▸ Job
In the records below, find the line containing "TARGET: wooden wall", then extract that line and all subsequent lines exactly, leaving out everything else.

▸ Task inputs
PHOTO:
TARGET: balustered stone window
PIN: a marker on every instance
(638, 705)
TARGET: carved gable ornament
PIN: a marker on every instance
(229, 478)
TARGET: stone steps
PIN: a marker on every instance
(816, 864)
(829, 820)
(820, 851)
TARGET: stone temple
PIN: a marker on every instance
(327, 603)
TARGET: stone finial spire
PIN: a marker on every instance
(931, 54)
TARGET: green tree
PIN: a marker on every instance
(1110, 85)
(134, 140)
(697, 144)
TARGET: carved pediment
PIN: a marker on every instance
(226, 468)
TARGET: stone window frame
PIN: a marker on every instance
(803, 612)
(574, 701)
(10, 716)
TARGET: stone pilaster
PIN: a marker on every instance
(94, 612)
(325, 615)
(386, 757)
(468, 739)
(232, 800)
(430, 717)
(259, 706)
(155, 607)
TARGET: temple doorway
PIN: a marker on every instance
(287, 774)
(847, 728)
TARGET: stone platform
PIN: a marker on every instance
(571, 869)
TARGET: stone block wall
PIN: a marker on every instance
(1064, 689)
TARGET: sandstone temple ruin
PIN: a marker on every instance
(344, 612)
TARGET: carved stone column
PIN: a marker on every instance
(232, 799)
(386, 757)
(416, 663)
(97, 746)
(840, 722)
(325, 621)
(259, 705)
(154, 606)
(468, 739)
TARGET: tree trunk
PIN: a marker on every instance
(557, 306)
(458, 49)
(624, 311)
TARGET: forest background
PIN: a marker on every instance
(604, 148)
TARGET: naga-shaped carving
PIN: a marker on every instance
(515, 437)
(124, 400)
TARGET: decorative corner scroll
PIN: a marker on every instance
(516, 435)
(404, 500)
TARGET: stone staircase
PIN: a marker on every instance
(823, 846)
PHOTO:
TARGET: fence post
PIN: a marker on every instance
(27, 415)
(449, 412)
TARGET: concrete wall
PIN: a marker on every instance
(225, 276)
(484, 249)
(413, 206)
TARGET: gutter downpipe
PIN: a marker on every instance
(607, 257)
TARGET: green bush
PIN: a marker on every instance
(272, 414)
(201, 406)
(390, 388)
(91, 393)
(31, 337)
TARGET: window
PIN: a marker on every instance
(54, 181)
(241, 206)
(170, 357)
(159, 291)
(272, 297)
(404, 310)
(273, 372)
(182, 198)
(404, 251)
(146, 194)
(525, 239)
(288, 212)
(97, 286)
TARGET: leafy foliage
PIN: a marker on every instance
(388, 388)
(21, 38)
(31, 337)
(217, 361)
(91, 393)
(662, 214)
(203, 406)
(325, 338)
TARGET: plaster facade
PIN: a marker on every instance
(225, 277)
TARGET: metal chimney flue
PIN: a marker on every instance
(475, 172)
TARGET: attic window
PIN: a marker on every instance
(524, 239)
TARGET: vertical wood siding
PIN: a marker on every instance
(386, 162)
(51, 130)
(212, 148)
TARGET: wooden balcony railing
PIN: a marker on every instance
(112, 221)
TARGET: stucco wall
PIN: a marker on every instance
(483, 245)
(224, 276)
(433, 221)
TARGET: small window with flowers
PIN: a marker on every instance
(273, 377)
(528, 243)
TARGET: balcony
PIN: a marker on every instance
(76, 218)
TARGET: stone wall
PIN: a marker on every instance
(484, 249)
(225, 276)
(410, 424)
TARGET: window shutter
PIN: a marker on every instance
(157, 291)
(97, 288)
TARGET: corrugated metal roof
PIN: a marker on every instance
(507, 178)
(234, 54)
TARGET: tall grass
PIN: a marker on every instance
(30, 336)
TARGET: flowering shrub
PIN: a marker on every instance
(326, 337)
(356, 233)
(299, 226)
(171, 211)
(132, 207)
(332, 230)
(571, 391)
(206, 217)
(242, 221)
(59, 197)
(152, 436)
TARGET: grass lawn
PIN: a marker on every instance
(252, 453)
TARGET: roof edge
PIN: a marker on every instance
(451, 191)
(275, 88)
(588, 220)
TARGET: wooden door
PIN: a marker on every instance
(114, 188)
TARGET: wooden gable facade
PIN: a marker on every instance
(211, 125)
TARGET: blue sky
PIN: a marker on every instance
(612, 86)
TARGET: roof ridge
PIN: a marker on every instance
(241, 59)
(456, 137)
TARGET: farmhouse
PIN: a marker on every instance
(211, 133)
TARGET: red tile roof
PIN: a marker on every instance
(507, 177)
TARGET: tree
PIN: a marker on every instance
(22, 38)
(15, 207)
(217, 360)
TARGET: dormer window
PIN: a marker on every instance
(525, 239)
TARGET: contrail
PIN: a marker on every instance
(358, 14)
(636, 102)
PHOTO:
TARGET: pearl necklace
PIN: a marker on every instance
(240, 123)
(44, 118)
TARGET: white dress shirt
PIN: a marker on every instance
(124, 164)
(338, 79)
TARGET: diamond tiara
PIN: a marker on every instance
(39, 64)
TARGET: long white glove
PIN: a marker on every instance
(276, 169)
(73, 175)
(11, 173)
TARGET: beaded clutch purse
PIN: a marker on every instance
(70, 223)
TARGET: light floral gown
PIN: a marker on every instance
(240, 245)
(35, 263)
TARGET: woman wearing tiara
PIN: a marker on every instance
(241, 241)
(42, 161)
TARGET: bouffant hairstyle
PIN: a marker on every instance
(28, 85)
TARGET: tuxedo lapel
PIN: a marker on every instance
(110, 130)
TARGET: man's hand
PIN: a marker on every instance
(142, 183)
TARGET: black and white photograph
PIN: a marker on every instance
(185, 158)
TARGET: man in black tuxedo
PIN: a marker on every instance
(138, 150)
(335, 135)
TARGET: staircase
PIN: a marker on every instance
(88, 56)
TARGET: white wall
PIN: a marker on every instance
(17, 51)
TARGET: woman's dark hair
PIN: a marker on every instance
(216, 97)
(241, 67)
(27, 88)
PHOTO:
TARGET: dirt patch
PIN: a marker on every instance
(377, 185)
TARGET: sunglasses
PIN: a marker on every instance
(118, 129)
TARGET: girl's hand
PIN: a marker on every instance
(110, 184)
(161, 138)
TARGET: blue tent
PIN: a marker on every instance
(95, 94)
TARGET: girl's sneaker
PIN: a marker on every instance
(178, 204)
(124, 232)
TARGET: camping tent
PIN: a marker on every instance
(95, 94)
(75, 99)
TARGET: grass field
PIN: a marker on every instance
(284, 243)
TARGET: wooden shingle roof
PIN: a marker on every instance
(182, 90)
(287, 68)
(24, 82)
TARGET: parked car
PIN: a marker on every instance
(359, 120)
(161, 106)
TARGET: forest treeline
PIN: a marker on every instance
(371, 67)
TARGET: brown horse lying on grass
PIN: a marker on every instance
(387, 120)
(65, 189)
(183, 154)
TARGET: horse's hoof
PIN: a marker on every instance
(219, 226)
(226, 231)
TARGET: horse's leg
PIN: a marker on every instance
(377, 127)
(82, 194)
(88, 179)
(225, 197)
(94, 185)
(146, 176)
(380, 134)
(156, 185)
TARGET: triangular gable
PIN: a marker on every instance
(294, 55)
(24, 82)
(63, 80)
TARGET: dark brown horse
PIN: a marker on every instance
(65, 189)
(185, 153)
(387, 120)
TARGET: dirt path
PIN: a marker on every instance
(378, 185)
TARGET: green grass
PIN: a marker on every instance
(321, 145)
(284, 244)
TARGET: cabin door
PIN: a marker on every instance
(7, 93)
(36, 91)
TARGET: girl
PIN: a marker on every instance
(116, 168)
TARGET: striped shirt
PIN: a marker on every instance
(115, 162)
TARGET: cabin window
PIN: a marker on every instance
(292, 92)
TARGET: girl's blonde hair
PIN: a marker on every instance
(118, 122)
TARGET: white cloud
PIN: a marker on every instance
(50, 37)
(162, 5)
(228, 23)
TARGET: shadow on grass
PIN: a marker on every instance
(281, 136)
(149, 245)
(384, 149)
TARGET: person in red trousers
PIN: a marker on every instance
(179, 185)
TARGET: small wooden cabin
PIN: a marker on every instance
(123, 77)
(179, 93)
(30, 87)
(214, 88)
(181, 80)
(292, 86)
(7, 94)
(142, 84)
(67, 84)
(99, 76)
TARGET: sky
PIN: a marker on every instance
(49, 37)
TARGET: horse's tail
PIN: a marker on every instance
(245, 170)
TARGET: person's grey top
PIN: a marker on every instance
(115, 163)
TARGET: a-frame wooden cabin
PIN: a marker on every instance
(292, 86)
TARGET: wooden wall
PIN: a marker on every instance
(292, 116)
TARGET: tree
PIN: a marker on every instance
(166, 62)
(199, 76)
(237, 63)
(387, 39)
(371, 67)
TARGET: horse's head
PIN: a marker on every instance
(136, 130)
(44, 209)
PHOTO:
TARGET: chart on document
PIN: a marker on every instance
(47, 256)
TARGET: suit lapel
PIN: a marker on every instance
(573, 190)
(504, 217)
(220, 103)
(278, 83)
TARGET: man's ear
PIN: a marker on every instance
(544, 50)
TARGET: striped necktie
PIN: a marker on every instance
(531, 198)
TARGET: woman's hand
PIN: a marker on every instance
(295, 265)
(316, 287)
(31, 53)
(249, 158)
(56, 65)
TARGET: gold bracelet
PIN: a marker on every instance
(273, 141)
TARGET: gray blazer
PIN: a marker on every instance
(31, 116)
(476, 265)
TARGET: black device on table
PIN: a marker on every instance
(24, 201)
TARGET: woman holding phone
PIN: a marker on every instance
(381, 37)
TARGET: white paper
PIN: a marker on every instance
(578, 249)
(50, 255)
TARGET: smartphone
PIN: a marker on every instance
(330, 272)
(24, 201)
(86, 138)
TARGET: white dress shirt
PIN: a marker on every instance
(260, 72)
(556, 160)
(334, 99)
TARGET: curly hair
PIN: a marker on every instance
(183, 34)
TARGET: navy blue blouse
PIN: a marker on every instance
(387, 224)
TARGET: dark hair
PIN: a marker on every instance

▸ Result for this exercise
TARGET: wooden wall
PIN: a marker on every instance
(292, 116)
TARGET: tree
PIN: a marker on every instance
(166, 62)
(199, 76)
(237, 63)
(387, 39)
(371, 67)
TARGET: horse's head
PIN: a marker on every instance
(136, 130)
(44, 209)
PHOTO:
TARGET: chart on document
PIN: a marker on every instance
(47, 256)
TARGET: suit lapel
PIN: a marker on every instance
(573, 190)
(504, 217)
(220, 103)
(278, 83)
TARGET: man's ear
PIN: a marker on every instance
(544, 50)
TARGET: striped necktie
PIN: a marker on every instance
(531, 198)
TARGET: woman's hand
PIN: a marker on every instance
(295, 265)
(316, 287)
(31, 53)
(249, 158)
(56, 65)
TARGET: gold bracelet
PIN: a marker on every instance
(273, 141)
TARGET: gray blazer
PIN: a marker on every instance
(31, 116)
(476, 265)
TARGET: black device on table
PIN: a marker on every instance
(24, 201)
TARGET: woman holding phone
PIN: a marker on every instance
(381, 37)
TARGET: white paper
PIN: a marker on every instance
(578, 249)
(50, 255)
TARGET: smartphone
PIN: a marker on every instance
(330, 272)
(24, 201)
(86, 138)
TARGET: white dress shirt
PIN: a marker on every instance
(260, 72)
(556, 160)
(334, 99)
TARGET: curly hair
PIN: a marker on every instance
(183, 34)
TARGET: navy blue blouse
PIN: a marker on every instance
(387, 224)
TARGET: dark hair
PIN: a marker on every instance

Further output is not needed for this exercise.